> _課題_:
- a) 提示文によると、大会を地上波で生中継することにはどのような狙いがあるか。1〜3文で説明せよ。
- b) 記録の中で「Find the white building」を含む行から始め、「[(222, 119)]」を含む行まで来たら終えて、その範囲の行を一字も変えずに再掲せよ。

はじめに:IFSCクライミンググランドファイナルズ福岡2025とは

2025年10月、福岡県において「IFSCクライミンググランドファイナルズ福岡2025」が開催されます。本大会は、国際スポーツクライミング連盟(IFSC)が新設した国際大会であり、スポーツクライミングのシーズンを締めくくると同時に、同競技の未来を切り拓く先駆的な意義を持っています。

最大の特徴は、日本で初めて「健常者とパラクライマーが同じ舞台で競技する国際大会」となる点です。世界トップ6か国が男女混合チームで挑む国別対抗戦「IFSC NATIONS GRAND FINALE」と、2028年ロサンゼルスパラリンピックで採用される8クラスによる「IFSC PARA CLIMBING MASTER」を同時に開催します。健常者とパラクライミング選手が同一大会で競技するのは、日本初の試みです。

この大会は、単なるシーズンの締めくくりにとどまらず、「共生」や「多様性」「革新性」をテーマに掲げ、新たなルールや競技フォーマットの実験場としても位置づけられています。世界のトップ選手や関係者のフィードバックを通じて、将来的にオリンピック・パラリンピックにも影響を与え、スポーツ界全体の進化と国際的な存在感の向上に寄与することを目指します。

さらにこの大会は、オリンピック以外で初めて、クライミングが地上波で生中継されという画期的試みがなされます。これはスポーツクライミング・パラクライミングの認知を広げるとともに、メディアを通じて、全国そして世界に、パラクライマーの姿を広く伝え、パラクライマーの挑戦と人間の可能性の発信し、「誰一人取り残さない」インクルーシブな社会の実現を目指します。

 

大会概要:主な特徴と基本情報

大会名称・日程・会場

● 大会名総称:IFSCクライミンググランドファイナルズ福岡2025
● 英語名称:IFSC NATIONS GRAND FINALE / IFSC PARA CLIMBING MASTER
● 開催日程:2025年10月23日(木)~26日(日)の4日間
● 会場:筑豊緑地公園 / いいづかスポーツ・リゾート ザ・リトリート(福岡県飯塚市仁保8-37)

競技内容

本大会では、男女混合の国別対抗戦とパラクライミングを同時開催します。競技種目は「チーム ボルダー」「チーム リード」「パラクライミング」の三種です。ボルダーとリードは従来のスポーツクライミング種目であり、パラクライミングは障害の程度や種類に応じて複数のクラスに分かれて実施されます。

主催・共催・協力

● 主催:国際スポーツクライミング連盟 (IFSC)、IFSCクライミンググランドファイナルズ福岡2025組織委員会、一般社団法人日本パラクライミング協会(JPCA)
● 共催:福岡県、飯塚市、公益財団法人福岡県スポーツ推進基金
● 協力:公益社団法人日本山岳・スポーツクライミング協会 (JMSCA)

参加資格・規模

● 参加資格:IFSC加盟国・地域のNF(ナショナル・フェデレーション)所属選手(国別は6ヵ国)
● 参加選手:
チーム(国別) 6 ヵ国(@最大 1 0 名× 6 ヵ国/最大 6 0 名)

> _記録データ_:
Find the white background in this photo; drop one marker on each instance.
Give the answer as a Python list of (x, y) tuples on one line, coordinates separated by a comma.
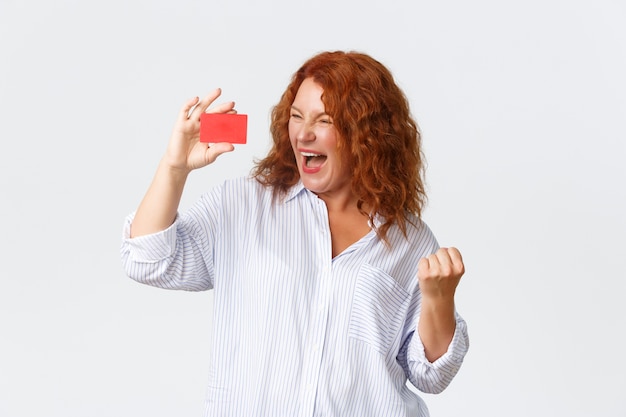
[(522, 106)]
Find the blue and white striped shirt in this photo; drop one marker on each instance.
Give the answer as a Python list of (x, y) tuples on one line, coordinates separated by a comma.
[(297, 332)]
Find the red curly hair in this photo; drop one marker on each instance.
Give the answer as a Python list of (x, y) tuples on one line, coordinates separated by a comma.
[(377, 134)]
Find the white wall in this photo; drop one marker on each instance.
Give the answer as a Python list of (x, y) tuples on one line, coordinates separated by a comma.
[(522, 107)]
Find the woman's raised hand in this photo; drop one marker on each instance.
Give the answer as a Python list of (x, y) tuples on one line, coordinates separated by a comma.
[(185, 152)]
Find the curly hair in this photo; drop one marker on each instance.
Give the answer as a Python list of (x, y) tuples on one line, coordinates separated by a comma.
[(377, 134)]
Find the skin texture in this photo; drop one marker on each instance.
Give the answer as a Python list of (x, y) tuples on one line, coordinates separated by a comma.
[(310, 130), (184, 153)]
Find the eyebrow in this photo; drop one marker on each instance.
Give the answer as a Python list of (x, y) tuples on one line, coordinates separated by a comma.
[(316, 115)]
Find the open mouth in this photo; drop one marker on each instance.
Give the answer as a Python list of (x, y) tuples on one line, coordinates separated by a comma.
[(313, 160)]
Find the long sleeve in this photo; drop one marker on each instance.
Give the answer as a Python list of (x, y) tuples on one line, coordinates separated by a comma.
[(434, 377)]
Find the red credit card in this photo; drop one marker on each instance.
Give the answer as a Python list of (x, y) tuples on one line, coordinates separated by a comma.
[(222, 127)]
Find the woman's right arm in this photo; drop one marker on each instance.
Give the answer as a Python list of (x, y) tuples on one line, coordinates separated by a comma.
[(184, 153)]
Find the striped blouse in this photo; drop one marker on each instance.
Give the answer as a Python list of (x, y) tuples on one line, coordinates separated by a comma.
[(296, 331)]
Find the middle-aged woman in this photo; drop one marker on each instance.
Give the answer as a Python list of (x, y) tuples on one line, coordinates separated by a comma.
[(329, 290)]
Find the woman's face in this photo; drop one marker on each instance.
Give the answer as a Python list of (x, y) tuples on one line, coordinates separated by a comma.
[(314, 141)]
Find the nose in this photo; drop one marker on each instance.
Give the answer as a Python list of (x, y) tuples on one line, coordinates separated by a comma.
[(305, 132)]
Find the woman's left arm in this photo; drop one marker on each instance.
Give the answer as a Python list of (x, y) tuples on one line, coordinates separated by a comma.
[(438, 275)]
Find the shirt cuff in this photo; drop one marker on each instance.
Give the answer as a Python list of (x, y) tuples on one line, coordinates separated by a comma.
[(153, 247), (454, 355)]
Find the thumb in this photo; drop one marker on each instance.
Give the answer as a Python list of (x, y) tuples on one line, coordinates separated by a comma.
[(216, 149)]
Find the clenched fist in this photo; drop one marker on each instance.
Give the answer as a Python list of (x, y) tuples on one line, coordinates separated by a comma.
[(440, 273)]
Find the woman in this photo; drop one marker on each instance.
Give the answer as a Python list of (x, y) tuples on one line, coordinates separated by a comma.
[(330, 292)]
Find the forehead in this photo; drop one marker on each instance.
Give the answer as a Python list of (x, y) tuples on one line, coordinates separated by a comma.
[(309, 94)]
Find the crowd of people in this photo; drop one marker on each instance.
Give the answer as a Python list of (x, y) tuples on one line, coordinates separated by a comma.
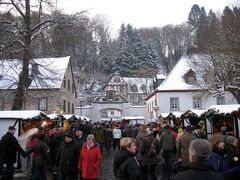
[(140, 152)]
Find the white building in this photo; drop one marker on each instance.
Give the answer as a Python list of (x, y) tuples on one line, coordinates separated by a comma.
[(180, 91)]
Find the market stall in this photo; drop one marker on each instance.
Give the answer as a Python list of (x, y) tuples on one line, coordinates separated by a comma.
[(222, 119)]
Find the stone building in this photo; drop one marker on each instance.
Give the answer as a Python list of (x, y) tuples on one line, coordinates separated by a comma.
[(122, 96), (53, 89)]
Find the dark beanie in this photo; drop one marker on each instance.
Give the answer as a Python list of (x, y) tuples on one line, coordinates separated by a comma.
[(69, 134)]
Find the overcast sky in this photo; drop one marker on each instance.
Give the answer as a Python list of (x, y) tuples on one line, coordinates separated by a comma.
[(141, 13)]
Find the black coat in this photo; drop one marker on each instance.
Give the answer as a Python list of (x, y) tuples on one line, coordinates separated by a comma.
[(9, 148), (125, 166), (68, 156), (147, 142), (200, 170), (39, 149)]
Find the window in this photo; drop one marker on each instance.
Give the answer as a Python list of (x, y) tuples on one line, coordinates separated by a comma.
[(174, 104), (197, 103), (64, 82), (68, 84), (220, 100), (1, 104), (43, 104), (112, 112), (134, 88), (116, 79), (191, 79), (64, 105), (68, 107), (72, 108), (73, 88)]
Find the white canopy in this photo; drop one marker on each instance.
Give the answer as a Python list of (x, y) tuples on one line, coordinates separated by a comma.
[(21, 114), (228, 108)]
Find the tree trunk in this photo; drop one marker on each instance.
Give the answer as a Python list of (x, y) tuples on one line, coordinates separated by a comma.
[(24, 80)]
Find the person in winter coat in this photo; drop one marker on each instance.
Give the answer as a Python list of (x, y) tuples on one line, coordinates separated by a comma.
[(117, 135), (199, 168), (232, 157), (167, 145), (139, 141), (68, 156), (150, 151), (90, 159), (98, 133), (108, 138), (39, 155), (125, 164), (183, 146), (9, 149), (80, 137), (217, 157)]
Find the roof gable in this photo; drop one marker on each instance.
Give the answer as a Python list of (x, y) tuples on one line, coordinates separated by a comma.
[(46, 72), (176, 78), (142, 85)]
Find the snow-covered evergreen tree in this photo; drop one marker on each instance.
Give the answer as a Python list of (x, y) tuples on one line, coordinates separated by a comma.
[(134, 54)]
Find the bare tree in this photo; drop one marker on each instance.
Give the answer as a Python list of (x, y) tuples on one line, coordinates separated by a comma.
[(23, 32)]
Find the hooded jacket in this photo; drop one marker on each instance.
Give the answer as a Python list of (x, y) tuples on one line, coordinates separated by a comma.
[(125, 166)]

> _解答_:
- a) スポーツクライミングとパラクライミングの認知を広げ、メディアを通じてパラクライマーの姿を全国と世界に広く伝えることが狙いである。パラクライマーの挑戦と人間の可能性を発信し、「誰一人取り残さない」インクルーシブな社会の実現を目指している。

- b)
Find the white building in this photo; drop one marker on each instance.
Give the answer as a Python list of (x, y) tuples on one line, coordinates separated by a comma.
[(180, 91)]
Find the market stall in this photo; drop one marker on each instance.
Give the answer as a Python list of (x, y) tuples on one line, coordinates separated by a comma.
[(222, 119)]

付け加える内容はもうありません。